* [Document excerpt]:
As shoppers buy more of their clothes online, fewer retailers stand to win

FAN Editor

A shopper looks through clothes on her iPad device.

Source: Twenty/20

Shoppers didn’t go to stores last year to buy new clothes. They stayed at home and surfed the web for sweatpants and pajama sets. And as those new purchasing habits stick, few apparel retailers stand to gain market share, leading to continued store closures and bankruptcies.

Sales of apparel and footwear online increased 27.2% to $121.5 billion in 2020, according to an analysis released Thursday by Coresight Research. As that happened, the total market for clothes and shoes in the U.S. shrank roughly 12.1%, it said using Euromonitor estimates, as Americans have been purchasing fewer items for their wardrobes during the Covid pandemic.

Coresight expects online apparel and footwear sales to either remain flat or grow low-single digits in 2021, as the total apparel market rebounds slightly, climbing around 7%. Growth will be fueled, in part, by people returning to stores, albeit not at pre-crisis levels. Coresight Chief Executive Deborah Weinswig said she expects many consumers are going to keep their new online shopping habits.

* [Collected material]:

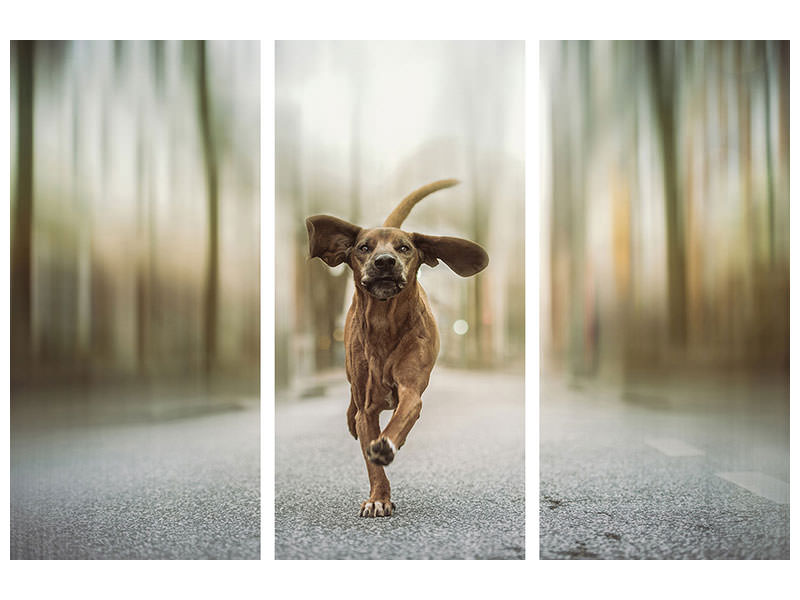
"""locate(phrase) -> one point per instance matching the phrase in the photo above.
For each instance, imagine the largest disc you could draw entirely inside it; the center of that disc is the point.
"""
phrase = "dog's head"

* [Brief 1]: Reproduce the stretch of the article on online clothing sales from "Sales of apparel" through "online shopping habits.".
* [Brief 2]: Render this sentence from the article on online clothing sales in Spanish: "Shoppers didn’t go to stores last year to buy new clothes."
The data are unrelated to the article on online clothing sales and stand as separate material.

* [Task result 1]:
Sales of apparel and footwear online increased 27.2% to $121.5 billion in 2020, according to an analysis released Thursday by Coresight Research. As that happened, the total market for clothes and shoes in the U.S. shrank roughly 12.1%, it said using Euromonitor estimates, as Americans have been purchasing fewer items for their wardrobes during the Covid pandemic.

Coresight expects online apparel and footwear sales to either remain flat or grow low-single digits in 2021, as the total apparel market rebounds slightly, climbing around 7%. Growth will be fueled, in part, by people returning to stores, albeit not at pre-crisis levels. Coresight Chief Executive Deborah Weinswig said she expects many consumers are going to keep their new online shopping habits.

* [Task result 2]: Los compradores no fueron a las tiendas el año pasado a comprar ropa nueva.